* TEXTO DE LEITURA

======

A catinga estendia-se, de um vermelho indeciso salpicado de manchas brancas que eram ossadas.
O voo negro dos urubus fazia círculos altos em redor de bichos moribundos.
- Anda, excomungado.
O pirralho não se mexeu, e Fabiano desejou matá-lo.Tinha o coração grosso, queria responsabilizar alguém pela sua desgraça. A seca aparecia-lhe como um fato necessário, e a obstinação da criança irritava-o. Certamente esse obstáculo miúdo não era culpado, mas dificultava a marcha, e o vaqueiro precisava chegar, não sabia onde.
Tinham deixado os caminhos, cheios de espinho e seixos, fazia horas que pisavam a margem do rio, a lama seca e rachada que escaldava os pés.

O fragmento apresenta nitidamente sequências narrativas e descritivas, mas é esta que predomina, até porque Graciliano Ramos prioriza o panorama ambiental em que esses retirantes estão inseridos, andando a esmo. Ao longo do texto – podemos observar – são vários os momentos em que há uma preocupação em fazer com que o leitor crie uma imagem de um sertão marcado pela seca, a qual interfere gravemente no comportamento agressivo de Fabiano. A exemplo, notemos acima os trechos em negrito.

======

* OS DADOS
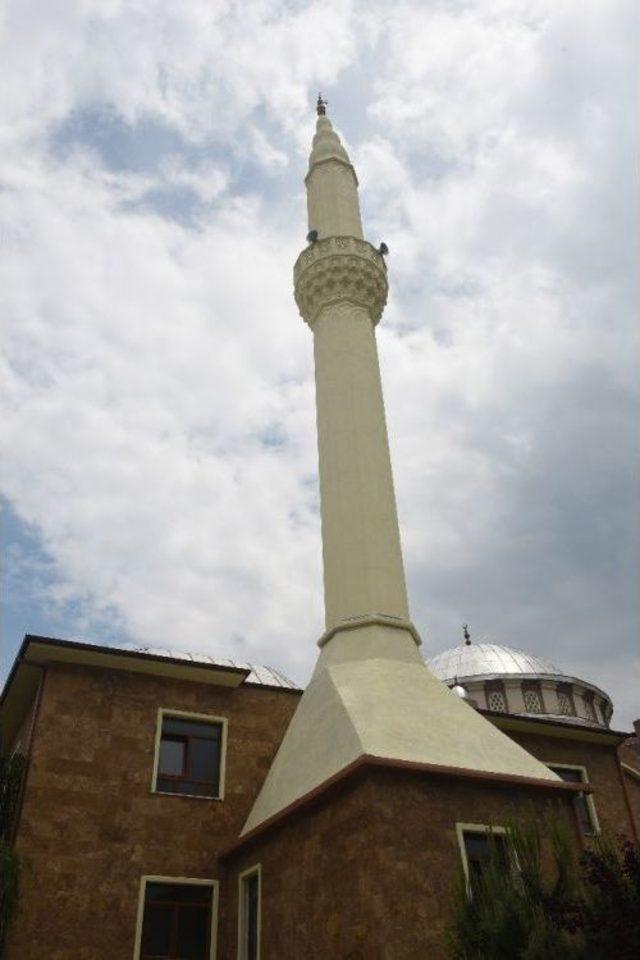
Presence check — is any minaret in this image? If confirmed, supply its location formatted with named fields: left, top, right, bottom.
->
left=243, top=98, right=559, bottom=835
left=294, top=99, right=408, bottom=644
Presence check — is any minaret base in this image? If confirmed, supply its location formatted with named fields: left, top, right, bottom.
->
left=242, top=624, right=560, bottom=835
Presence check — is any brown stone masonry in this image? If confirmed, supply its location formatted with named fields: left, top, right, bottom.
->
left=221, top=767, right=580, bottom=960
left=7, top=664, right=298, bottom=960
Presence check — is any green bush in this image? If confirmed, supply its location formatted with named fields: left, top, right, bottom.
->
left=447, top=823, right=640, bottom=960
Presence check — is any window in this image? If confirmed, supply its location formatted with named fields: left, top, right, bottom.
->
left=487, top=689, right=507, bottom=713
left=522, top=687, right=544, bottom=713
left=136, top=877, right=217, bottom=960
left=558, top=683, right=576, bottom=717
left=153, top=710, right=227, bottom=799
left=547, top=763, right=600, bottom=837
left=582, top=693, right=598, bottom=723
left=238, top=866, right=262, bottom=960
left=456, top=823, right=509, bottom=894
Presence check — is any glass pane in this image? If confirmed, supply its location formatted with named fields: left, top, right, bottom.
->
left=464, top=833, right=508, bottom=873
left=187, top=740, right=219, bottom=793
left=575, top=793, right=595, bottom=833
left=158, top=738, right=186, bottom=777
left=144, top=883, right=177, bottom=903
left=162, top=717, right=220, bottom=740
left=156, top=777, right=218, bottom=798
left=171, top=883, right=211, bottom=906
left=243, top=873, right=259, bottom=960
left=552, top=767, right=582, bottom=783
left=142, top=904, right=173, bottom=960
left=176, top=907, right=209, bottom=960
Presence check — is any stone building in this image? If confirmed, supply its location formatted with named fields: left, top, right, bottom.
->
left=0, top=101, right=640, bottom=960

======

* REQUISITOS DO EXERCÍCIO
(a) Converta em uma lista JSON de strings, uma por linha e sem as linhas em branco, as linhas de dados que vão da linha que contém "Presence check — is any brown" até o fim dessas linhas de dados, com as duas pontas incluídas.
(b) Como você daria sequência ao texto sobre a seca no sertão a partir do ponto em que ele para?

* RESPOSTAS POR TAREFA
(a)
[
  "Presence check — is any brown stone masonry in this image? If confirmed, supply its location formatted with named fields: left, top, right, bottom.",
  "->",
  "left=221, top=767, right=580, bottom=960",
  "left=7, top=664, right=298, bottom=960",
  "Presence check — is any green bush in this image? If confirmed, supply its location formatted with named fields: left, top, right, bottom.",
  "->",
  "left=447, top=823, right=640, bottom=960",
  "Presence check — is any window in this image? If confirmed, supply its location formatted with named fields: left, top, right, bottom.",
  "->",
  "left=487, top=689, right=507, bottom=713",
  "left=522, top=687, right=544, bottom=713",
  "left=136, top=877, right=217, bottom=960",
  "left=558, top=683, right=576, bottom=717",
  "left=153, top=710, right=227, bottom=799",
  "left=547, top=763, right=600, bottom=837",
  "left=582, top=693, right=598, bottom=723",
  "left=238, top=866, right=262, bottom=960",
  "left=456, top=823, right=509, bottom=894",
  "Presence check — is any glass pane in this image? If confirmed, supply its location formatted with named fields: left, top, right, bottom.",
  "->",
  "left=464, top=833, right=508, bottom=873",
  "left=187, top=740, right=219, bottom=793",
  "left=575, top=793, right=595, bottom=833",
  "left=158, top=738, right=186, bottom=777",
  "left=144, top=883, right=177, bottom=903",
  "left=162, top=717, right=220, bottom=740",
  "left=156, top=777, right=218, bottom=798",
  "left=171, top=883, right=211, bottom=906",
  "left=243, top=873, right=259, bottom=960",
  "left=552, top=767, right=582, bottom=783",
  "left=142, top=904, right=173, bottom=960",
  "left=176, top=907, right=209, bottom=960",
  "Presence check — is any stone building in this image? If confirmed, supply its location formatted with named fields: left, top, right, bottom.",
  "->",
  "left=0, top=101, right=640, bottom=960"
]

(b)
Quanto ao texto de Jô Soares, em que um grupo deveria enumerar argumentos para que o texto fosse considerado um exercício de redação escolar e o outro, justamente o contrário, obtivemos as mais curiosas formas de observar tais aspectos. Como complementação desta atividade, expus a minha forma de argumentar e contra-argumentar a respeito. Vejamos:

1. Argumentos levantados por mim para que o texto seja considerado um exercício de redação escolar.
· A expressão “Lá em casa” (8º parágrafo) é uma sugestão de que, pelo menos em casa, o menino não está. É possível então que ele, dentro do ambiente escolar, tenha sua casa como referencial.
· É inegável que o texto, embora com algumas falhas estruturais, passou pelo olhar de alguém experiente, possivelmente uma professora.
· Em casa, não é comum um familiar pedir para que uma criança faça uma redação. Isso é normalmente uma tarefa escolar.
2. Argumentos levantados por mim para que o texto não seja considerado um exercício de redação escolar.
· O texto, mesmo aparentemente corrigido, apresenta alguns problemas estruturais que certamente seriam percebidos por uma professora. Observemos a expressão inicial dos parágrafos 2, 3, 5 e 6: “Meu pai”. Além disso, onde a criança escreve “ai” (8º parágrafo) deveria ser “aí”.
· A linguagem do emissor mostra-nos que se trata de uma criança que, de acordo com as evidências do texto, apresenta mínima noção do que seja salário mínimo; portanto, é pouco provável que tenha sido uma tarefa escolar, até porque uma professora tem de levar em conta a mentalidade de quem escreve.
· Se fosse um exercício escolar, talvez ele não citasse duas vezes o nome de sua professora, já que é ela, a princípio, quem irá ler o seu texto.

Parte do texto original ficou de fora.